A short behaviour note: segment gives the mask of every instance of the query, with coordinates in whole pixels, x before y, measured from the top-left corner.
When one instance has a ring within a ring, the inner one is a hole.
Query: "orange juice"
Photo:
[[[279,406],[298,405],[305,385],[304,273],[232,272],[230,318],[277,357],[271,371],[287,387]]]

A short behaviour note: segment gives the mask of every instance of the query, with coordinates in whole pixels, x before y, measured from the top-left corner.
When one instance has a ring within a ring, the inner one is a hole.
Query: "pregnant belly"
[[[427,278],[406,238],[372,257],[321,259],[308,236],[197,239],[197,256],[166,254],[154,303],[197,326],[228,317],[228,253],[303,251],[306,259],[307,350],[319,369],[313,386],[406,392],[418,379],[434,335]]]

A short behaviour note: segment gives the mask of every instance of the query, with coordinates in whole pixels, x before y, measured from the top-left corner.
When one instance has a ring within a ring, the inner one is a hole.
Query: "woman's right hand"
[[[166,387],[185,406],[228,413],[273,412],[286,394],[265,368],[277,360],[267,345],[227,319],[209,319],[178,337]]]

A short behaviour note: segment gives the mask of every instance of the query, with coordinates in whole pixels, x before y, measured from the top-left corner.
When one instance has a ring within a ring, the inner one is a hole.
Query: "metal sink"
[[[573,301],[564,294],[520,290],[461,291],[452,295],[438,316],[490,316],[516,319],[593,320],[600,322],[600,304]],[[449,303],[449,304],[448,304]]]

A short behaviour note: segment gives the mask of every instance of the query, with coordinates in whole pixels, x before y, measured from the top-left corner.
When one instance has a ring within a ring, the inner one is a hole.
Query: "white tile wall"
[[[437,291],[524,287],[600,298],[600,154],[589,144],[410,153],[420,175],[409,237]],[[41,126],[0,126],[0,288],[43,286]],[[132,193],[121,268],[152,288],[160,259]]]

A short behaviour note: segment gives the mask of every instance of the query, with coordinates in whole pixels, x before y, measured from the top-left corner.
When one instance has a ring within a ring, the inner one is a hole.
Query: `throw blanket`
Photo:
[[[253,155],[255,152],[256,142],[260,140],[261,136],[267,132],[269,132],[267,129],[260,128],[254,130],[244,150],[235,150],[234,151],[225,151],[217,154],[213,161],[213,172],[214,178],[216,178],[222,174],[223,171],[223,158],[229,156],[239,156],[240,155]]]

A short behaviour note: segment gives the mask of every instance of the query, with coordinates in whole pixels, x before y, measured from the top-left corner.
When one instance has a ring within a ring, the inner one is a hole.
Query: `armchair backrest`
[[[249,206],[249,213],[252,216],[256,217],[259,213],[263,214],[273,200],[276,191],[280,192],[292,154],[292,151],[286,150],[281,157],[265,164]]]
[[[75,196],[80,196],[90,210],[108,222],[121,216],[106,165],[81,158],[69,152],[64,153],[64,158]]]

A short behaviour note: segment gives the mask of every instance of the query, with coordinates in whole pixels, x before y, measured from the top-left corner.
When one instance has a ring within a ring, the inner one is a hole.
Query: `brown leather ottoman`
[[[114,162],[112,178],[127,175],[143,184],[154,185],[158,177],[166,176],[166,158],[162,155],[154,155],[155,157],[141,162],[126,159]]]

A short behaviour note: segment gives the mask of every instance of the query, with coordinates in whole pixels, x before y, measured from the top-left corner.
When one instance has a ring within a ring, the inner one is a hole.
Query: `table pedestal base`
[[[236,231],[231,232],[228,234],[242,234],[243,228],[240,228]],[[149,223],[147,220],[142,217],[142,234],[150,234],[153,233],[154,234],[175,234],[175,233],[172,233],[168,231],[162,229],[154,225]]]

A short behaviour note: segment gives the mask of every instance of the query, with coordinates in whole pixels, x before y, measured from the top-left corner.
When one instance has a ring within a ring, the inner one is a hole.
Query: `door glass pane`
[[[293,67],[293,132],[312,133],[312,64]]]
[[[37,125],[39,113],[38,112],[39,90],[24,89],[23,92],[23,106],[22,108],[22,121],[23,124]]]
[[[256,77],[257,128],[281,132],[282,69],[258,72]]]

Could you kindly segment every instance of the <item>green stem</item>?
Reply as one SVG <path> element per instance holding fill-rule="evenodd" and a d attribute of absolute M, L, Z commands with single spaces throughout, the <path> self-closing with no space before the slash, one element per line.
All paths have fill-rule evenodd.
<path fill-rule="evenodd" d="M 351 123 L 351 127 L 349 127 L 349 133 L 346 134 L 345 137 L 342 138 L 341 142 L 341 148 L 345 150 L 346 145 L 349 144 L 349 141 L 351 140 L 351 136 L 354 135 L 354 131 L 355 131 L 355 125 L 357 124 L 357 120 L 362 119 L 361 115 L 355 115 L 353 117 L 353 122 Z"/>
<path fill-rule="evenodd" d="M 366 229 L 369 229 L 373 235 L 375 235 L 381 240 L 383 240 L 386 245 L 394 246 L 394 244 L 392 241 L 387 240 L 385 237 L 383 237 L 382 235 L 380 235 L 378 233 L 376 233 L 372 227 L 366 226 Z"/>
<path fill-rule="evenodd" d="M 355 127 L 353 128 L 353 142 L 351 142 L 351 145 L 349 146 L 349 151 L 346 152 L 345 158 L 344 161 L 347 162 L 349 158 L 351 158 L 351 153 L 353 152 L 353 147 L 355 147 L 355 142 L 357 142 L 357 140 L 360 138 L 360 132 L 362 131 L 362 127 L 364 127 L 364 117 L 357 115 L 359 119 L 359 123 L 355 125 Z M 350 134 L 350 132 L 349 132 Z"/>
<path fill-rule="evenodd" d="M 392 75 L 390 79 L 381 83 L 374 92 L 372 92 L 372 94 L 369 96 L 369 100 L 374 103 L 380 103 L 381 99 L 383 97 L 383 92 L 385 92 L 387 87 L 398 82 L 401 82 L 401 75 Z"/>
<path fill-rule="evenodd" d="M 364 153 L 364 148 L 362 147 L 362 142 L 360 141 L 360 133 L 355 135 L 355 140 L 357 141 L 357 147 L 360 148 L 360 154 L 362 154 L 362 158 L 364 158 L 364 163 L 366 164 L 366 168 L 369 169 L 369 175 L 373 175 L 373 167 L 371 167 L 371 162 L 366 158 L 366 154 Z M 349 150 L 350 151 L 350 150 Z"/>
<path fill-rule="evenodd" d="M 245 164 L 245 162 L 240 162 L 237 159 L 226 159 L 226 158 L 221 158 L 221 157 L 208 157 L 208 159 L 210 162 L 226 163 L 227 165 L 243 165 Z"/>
__________
### Aim
Please list every line of the material above that contains the word "fill", treating uppercase and lowercase as different.

### Worked answer
Reply as one SVG <path> element per instance holding fill-rule="evenodd" and a d attribute of absolute M, L, Z commands with single spaces throughout, the <path> self-closing with no space before the slash, one element per line.
All paths have fill-rule evenodd.
<path fill-rule="evenodd" d="M 351 123 L 351 127 L 349 127 L 349 133 L 346 134 L 345 137 L 342 138 L 341 142 L 341 148 L 345 150 L 346 145 L 349 144 L 349 141 L 351 140 L 351 136 L 354 135 L 354 131 L 355 131 L 355 125 L 357 124 L 357 120 L 362 119 L 361 115 L 355 115 L 353 117 L 353 122 Z"/>
<path fill-rule="evenodd" d="M 366 229 L 369 229 L 373 235 L 375 235 L 381 240 L 383 240 L 386 245 L 394 246 L 394 244 L 392 241 L 387 240 L 385 237 L 383 237 L 382 235 L 380 235 L 378 233 L 376 233 L 372 227 L 366 226 Z"/>
<path fill-rule="evenodd" d="M 355 127 L 353 128 L 353 142 L 351 142 L 351 145 L 349 146 L 349 151 L 346 152 L 345 158 L 344 161 L 347 162 L 349 158 L 351 158 L 351 153 L 353 152 L 353 147 L 355 147 L 355 142 L 357 142 L 357 140 L 360 138 L 360 132 L 362 131 L 362 127 L 364 127 L 364 117 L 357 115 L 359 119 L 359 123 L 355 125 Z M 350 134 L 350 132 L 349 132 Z"/>
<path fill-rule="evenodd" d="M 392 75 L 390 79 L 381 83 L 374 92 L 372 92 L 372 94 L 369 96 L 369 100 L 374 103 L 380 103 L 381 99 L 383 97 L 383 92 L 385 92 L 387 87 L 398 82 L 401 82 L 401 75 Z"/>
<path fill-rule="evenodd" d="M 364 153 L 364 148 L 362 147 L 362 142 L 360 141 L 360 133 L 355 135 L 355 140 L 357 141 L 357 147 L 360 148 L 360 154 L 362 154 L 362 158 L 364 158 L 364 163 L 366 164 L 366 168 L 369 169 L 369 175 L 373 175 L 373 167 L 371 167 L 371 162 L 366 158 L 366 154 Z M 349 150 L 350 151 L 350 150 Z"/>
<path fill-rule="evenodd" d="M 245 164 L 245 162 L 240 162 L 237 159 L 226 159 L 226 158 L 221 158 L 221 157 L 208 157 L 208 159 L 210 162 L 226 163 L 227 165 L 243 165 Z"/>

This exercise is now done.